EXERCISE MATERIALS:
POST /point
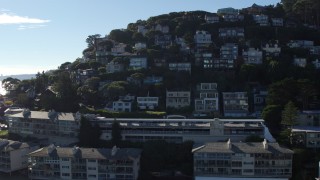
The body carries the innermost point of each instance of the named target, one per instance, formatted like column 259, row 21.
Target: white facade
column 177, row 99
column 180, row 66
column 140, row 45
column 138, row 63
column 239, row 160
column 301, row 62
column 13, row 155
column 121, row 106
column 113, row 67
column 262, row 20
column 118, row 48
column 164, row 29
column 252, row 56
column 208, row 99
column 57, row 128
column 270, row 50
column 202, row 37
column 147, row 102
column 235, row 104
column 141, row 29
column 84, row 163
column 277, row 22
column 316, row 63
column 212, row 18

...

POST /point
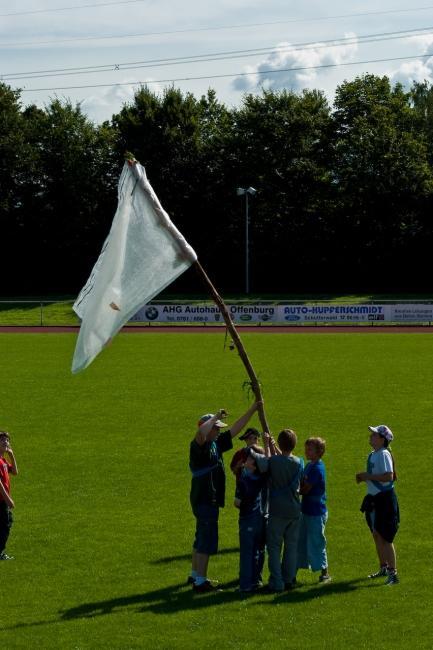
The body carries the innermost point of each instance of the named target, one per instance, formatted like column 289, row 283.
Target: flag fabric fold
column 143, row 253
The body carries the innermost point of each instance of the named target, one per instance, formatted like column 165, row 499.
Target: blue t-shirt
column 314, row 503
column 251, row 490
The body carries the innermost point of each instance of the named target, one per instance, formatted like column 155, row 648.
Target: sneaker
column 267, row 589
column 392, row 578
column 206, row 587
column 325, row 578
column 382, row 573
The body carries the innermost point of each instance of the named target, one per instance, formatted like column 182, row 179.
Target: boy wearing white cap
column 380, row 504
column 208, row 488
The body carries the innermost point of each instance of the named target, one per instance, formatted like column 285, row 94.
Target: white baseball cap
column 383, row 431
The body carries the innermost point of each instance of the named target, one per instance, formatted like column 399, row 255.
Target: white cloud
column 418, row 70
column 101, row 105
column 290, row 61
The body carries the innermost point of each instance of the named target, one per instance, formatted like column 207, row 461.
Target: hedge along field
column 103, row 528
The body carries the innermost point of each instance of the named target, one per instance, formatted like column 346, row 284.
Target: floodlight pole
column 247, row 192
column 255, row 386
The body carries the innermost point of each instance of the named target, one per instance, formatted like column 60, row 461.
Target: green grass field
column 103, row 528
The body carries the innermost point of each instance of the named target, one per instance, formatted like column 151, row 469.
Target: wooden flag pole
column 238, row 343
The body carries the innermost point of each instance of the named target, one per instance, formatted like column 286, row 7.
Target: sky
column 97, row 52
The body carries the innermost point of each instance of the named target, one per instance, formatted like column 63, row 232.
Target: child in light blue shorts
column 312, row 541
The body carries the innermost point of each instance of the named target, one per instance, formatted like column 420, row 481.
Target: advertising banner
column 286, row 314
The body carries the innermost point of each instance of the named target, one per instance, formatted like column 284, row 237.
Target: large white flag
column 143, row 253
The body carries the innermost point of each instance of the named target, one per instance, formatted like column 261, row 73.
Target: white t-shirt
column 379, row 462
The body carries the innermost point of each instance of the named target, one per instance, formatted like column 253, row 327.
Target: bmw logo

---

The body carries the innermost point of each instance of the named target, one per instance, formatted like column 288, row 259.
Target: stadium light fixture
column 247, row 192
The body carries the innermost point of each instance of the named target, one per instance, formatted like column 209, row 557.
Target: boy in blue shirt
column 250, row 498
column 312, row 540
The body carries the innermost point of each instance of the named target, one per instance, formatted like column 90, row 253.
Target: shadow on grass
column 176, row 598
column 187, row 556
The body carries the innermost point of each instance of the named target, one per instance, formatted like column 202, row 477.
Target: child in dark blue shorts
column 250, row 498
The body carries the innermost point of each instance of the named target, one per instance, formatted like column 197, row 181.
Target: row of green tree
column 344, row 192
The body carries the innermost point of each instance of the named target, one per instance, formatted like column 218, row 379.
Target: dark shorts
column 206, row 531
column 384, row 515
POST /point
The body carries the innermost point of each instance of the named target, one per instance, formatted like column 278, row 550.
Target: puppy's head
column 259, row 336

WHAT TO WORK ON: Recast the records as a Markdown table with the columns Number and Line, starting at the line that contains "60, row 461." and ending at the line that contains "column 97, row 52". Give each line its own numbered row, include only those lines, and leave out any blank ones.

THE RESPONSE:
| Number | Line |
|---|---|
| 1 | The body carries the innermost point of each instance of the named target, one per instance, formatted like column 60, row 461. |
| 2 | Target: green grass field |
| 3 | column 103, row 528 |
| 4 | The body carries the innermost point of each instance of the named target, one per instance, formatted like column 151, row 469. |
| 5 | Target: wooden flag pole |
| 6 | column 238, row 343 |
| 7 | The body carries the innermost point of each instance of the named target, one per instance, formatted like column 286, row 7. |
| 8 | Target: sky |
| 9 | column 97, row 52 |